:: EXCERPTED DATA

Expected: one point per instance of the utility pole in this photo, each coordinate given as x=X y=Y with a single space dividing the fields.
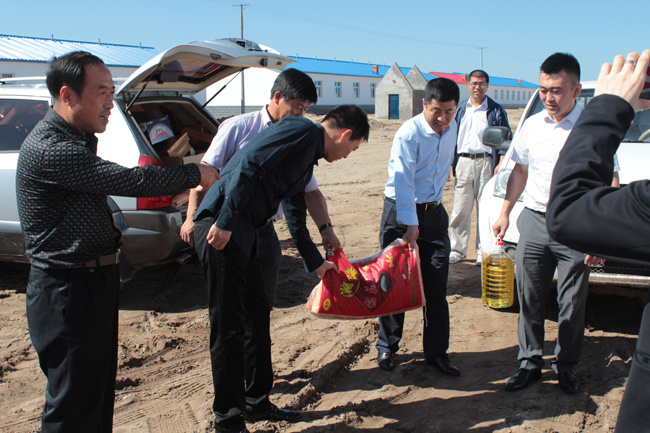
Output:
x=481 y=48
x=241 y=7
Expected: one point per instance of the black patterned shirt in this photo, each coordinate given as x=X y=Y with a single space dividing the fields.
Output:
x=62 y=188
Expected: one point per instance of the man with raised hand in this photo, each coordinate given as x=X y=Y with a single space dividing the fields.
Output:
x=292 y=93
x=586 y=213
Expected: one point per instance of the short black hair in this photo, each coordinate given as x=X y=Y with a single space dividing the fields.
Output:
x=478 y=74
x=292 y=83
x=442 y=90
x=349 y=117
x=69 y=70
x=559 y=62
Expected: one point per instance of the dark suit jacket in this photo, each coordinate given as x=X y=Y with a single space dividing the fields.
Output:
x=496 y=116
x=584 y=212
x=274 y=166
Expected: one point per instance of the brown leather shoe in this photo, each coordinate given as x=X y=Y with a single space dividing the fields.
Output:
x=441 y=362
x=569 y=383
x=385 y=361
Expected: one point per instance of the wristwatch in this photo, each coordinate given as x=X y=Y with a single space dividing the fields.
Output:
x=325 y=226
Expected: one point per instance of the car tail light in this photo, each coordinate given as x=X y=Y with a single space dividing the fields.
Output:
x=145 y=203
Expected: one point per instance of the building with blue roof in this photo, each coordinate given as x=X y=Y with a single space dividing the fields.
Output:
x=22 y=56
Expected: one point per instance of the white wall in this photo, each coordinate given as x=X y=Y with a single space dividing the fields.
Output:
x=328 y=95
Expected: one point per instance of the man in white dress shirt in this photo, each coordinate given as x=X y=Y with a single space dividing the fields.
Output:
x=536 y=150
x=474 y=163
x=292 y=94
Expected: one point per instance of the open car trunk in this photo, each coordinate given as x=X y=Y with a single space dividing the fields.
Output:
x=185 y=130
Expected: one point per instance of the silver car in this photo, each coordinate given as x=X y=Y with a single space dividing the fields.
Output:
x=162 y=88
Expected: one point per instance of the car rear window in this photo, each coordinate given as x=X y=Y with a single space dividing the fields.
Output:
x=17 y=119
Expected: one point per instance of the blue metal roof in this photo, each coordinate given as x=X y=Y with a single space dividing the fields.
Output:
x=340 y=67
x=511 y=82
x=41 y=50
x=343 y=67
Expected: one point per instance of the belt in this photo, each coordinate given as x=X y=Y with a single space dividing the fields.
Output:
x=422 y=206
x=475 y=155
x=110 y=259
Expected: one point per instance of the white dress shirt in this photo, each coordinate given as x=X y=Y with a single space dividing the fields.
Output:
x=472 y=125
x=538 y=145
x=235 y=133
x=419 y=165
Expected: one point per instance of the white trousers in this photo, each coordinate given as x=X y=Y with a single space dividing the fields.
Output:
x=471 y=177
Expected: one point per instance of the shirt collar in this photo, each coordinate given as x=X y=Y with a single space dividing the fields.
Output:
x=266 y=117
x=320 y=146
x=572 y=117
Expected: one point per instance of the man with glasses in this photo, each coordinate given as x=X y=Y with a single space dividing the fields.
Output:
x=474 y=163
x=292 y=94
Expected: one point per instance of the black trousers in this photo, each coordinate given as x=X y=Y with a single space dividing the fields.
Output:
x=434 y=246
x=240 y=341
x=634 y=415
x=72 y=317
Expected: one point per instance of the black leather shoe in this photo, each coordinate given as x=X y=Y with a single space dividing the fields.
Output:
x=522 y=378
x=568 y=382
x=274 y=414
x=441 y=362
x=385 y=361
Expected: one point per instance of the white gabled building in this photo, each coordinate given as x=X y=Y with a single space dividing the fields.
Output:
x=337 y=82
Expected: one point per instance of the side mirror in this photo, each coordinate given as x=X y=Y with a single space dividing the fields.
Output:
x=496 y=137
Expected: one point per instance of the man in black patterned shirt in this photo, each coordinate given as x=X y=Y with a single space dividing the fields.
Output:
x=72 y=293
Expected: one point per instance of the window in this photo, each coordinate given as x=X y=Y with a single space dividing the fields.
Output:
x=337 y=89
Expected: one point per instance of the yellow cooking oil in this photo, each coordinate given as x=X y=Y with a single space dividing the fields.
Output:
x=498 y=279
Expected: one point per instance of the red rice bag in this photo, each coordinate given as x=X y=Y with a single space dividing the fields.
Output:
x=387 y=283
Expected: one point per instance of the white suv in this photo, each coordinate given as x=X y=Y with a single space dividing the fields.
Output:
x=633 y=156
x=164 y=86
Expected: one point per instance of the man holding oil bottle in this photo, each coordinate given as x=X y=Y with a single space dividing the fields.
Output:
x=536 y=149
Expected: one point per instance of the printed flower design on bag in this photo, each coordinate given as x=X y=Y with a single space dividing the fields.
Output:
x=347 y=289
x=370 y=303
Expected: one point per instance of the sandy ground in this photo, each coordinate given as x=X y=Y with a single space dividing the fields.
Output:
x=328 y=368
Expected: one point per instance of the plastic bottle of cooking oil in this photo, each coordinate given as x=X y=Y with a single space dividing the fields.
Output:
x=498 y=278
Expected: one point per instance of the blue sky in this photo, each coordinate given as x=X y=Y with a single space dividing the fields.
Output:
x=435 y=36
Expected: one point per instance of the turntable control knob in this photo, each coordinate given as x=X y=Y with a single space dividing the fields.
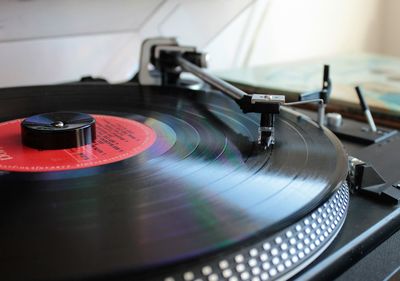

::::

Please recast every line of the items above as a Markdown table with the columns Row and Line, numbering the rows and omitting blank lines. Leave the pictures out.

| Row | Line |
|---|---|
| 1 | Expected: one point per instance of the utility pole in this photo, each coordinate given as x=X y=Y with a single space dividing the fields. |
| 2 | Output: |
| 3 | x=481 y=48 |
| 4 | x=241 y=7 |
| 5 | Expected: one point per instance of the black patterned shirt in this photo, each coordinate given as x=X y=Y with a single space dividing the fields. |
| 6 | Output: |
| 7 | x=62 y=188 |
| 8 | Expected: one point per instance of the man with raised hand in this photo, each coordinate given as x=X y=Y with a single space dividing the fields. |
| 9 | Output: |
| 10 | x=292 y=93 |
| 11 | x=586 y=213 |
| 12 | Expected: one point per instance of the short black hair in this photo, each coordinate given as x=X y=Y with a single space dividing the fields. |
| 13 | Output: |
| 14 | x=478 y=74 |
| 15 | x=292 y=83 |
| 16 | x=442 y=90 |
| 17 | x=349 y=117 |
| 18 | x=69 y=70 |
| 19 | x=559 y=62 |
| 20 | Expected: one point per instance of the dark suit jacket in this photo, each coordinate given as x=X y=Y with a single space dividing the fields. |
| 21 | Output: |
| 22 | x=496 y=116 |
| 23 | x=584 y=212 |
| 24 | x=274 y=166 |
| 25 | Expected: one point per instance of the brown leather shoe in this photo, each coordinate given as x=X y=Y with a single space dividing the fields. |
| 26 | Output: |
| 27 | x=441 y=362 |
| 28 | x=569 y=383 |
| 29 | x=385 y=361 |
| 30 | Expected: one point per instance of the wristwatch in this photo, each coordinate given as x=X y=Y with a single space dividing the fields. |
| 31 | Output: |
| 32 | x=325 y=226 |
| 33 | Expected: one point per instance of the car tail light in this photo, each coordinate given as x=X y=Y with a single space dividing the fields. |
| 34 | Output: |
| 35 | x=145 y=203 |
| 36 | Expected: one point per instance of the building with blue roof in this photo, each coordinate given as x=X y=Y with a single space dividing the fields. |
| 37 | Output: |
| 38 | x=22 y=56 |
| 39 | Expected: one point per instance of the white wall in this photo, each coordinate given as x=X y=Y with a single space dividing the fields. |
| 40 | Output: |
| 41 | x=328 y=95 |
| 42 | Expected: one point per instance of the man in white dress shirt in this photo, each coordinate given as x=X y=Y with a single space dividing the fields. |
| 43 | Output: |
| 44 | x=536 y=150 |
| 45 | x=474 y=163 |
| 46 | x=292 y=94 |
| 47 | Expected: one point per instance of the open car trunk in this photo, each coordinate given as x=X y=Y with a single space dividing the fields. |
| 48 | Output: |
| 49 | x=185 y=130 |
| 50 | Expected: one point per instance of the silver car in this photo, each coordinate given as x=X y=Y with a single space dividing the fields. |
| 51 | Output: |
| 52 | x=162 y=88 |
| 53 | Expected: one point per instance of the car rear window in this photo, each coordinate given as x=X y=Y with a single space dividing the fields. |
| 54 | Output: |
| 55 | x=17 y=119 |
| 56 | Expected: one point per instance of the blue metal roof in this photo, each coordinate given as x=X y=Y with a single space dividing the fields. |
| 57 | Output: |
| 58 | x=340 y=67 |
| 59 | x=511 y=82 |
| 60 | x=41 y=50 |
| 61 | x=343 y=67 |
| 62 | Expected: one point per instance of the belt in this photo, each coordinate given as x=X y=Y with a single space dividing the fields. |
| 63 | Output: |
| 64 | x=422 y=206 |
| 65 | x=475 y=155 |
| 66 | x=110 y=259 |
| 67 | Expected: one point per instance of the white dress shirt in this photo, each coordinate given as x=X y=Y with a single space dividing the fields. |
| 68 | Output: |
| 69 | x=472 y=125 |
| 70 | x=538 y=145 |
| 71 | x=235 y=133 |
| 72 | x=419 y=165 |
| 73 | Expected: one point per instance of the white trousers in this photo, each coordinate given as x=X y=Y with a single space dividing the fields. |
| 74 | Output: |
| 75 | x=471 y=177 |
| 76 | Expected: one point per instance of the shirt collar in this photo, each coordinate given as x=X y=Y with a single space dividing the fields. |
| 77 | Output: |
| 78 | x=266 y=117 |
| 79 | x=320 y=146 |
| 80 | x=572 y=117 |
| 81 | Expected: one point per instance of the man with glasses in this photo, each coordinate given as x=X y=Y with a single space dividing the fields. |
| 82 | Output: |
| 83 | x=474 y=163 |
| 84 | x=292 y=94 |
| 85 | Expected: one point per instance of the black trousers in this photo, each coordinate given as x=X y=Y with a single space dividing the fields. |
| 86 | Output: |
| 87 | x=434 y=246 |
| 88 | x=240 y=341 |
| 89 | x=634 y=415 |
| 90 | x=72 y=317 |
| 91 | Expected: one point per instance of the black leather shoe in this photo, each coordinate given as x=X y=Y with a single space dividing the fields. |
| 92 | Output: |
| 93 | x=522 y=378 |
| 94 | x=568 y=382 |
| 95 | x=274 y=414 |
| 96 | x=441 y=362 |
| 97 | x=385 y=361 |
| 98 | Expected: one point per instance of the white gabled building in this photo, each coordinate given as x=X y=Y with a single space dividing the fields. |
| 99 | Output: |
| 100 | x=337 y=82 |
| 101 | Expected: one point per instance of the side mirror in this photo, each coordinate given as x=X y=Y with a single space dividing the fields. |
| 102 | Output: |
| 103 | x=496 y=137 |
| 104 | Expected: one point per instance of the man in black patterned shirt in this photo, each coordinate given as x=X y=Y with a single space dividing the fields. |
| 105 | Output: |
| 106 | x=72 y=293 |
| 107 | Expected: one point per instance of the window in this photo, each coordinate given as x=X y=Y with a single space dividing the fields. |
| 108 | Output: |
| 109 | x=337 y=89 |
| 110 | Expected: one point per instance of the yellow cooking oil in this photo, each coordinate given as x=X y=Y with a single space dividing the fields. |
| 111 | Output: |
| 112 | x=498 y=279 |
| 113 | Expected: one point per instance of the red rice bag in this photo, each coordinate given as x=X y=Y with a single space dividing the fields. |
| 114 | Output: |
| 115 | x=387 y=283 |
| 116 | Expected: one point per instance of the white suv in this photo, each coordinate given as x=X y=Y with a single space dividing the fields. |
| 117 | Output: |
| 118 | x=633 y=156 |
| 119 | x=164 y=86 |
| 120 | Expected: one point per instance of the man holding oil bottle in this photo, each coordinate given as x=X y=Y with a single space dividing the fields. |
| 121 | Output: |
| 122 | x=536 y=149 |
| 123 | Expected: one point per instance of the printed flower design on bag in this photo, each coordinate given as x=X y=Y with a single space dividing the fields. |
| 124 | Output: |
| 125 | x=347 y=289 |
| 126 | x=370 y=303 |
| 127 | Expected: one point per instance of the sandy ground in this photo, each coordinate given as x=X y=Y with a single space dividing the fields. |
| 128 | Output: |
| 129 | x=328 y=368 |
| 130 | Expected: one point per instance of the plastic bottle of cooking oil in this photo, each coordinate given as x=X y=Y with a single space dividing the fields. |
| 131 | Output: |
| 132 | x=498 y=278 |
| 133 | Expected: one point per instance of the blue sky in this photo, each coordinate given as x=X y=Y with a single space dividing the fields. |
| 134 | Output: |
| 135 | x=435 y=36 |
| 136 | Expected: one point per instance of the turntable control knob in this photo, each coordinate given as x=X y=Y with a single space dividing the fields. |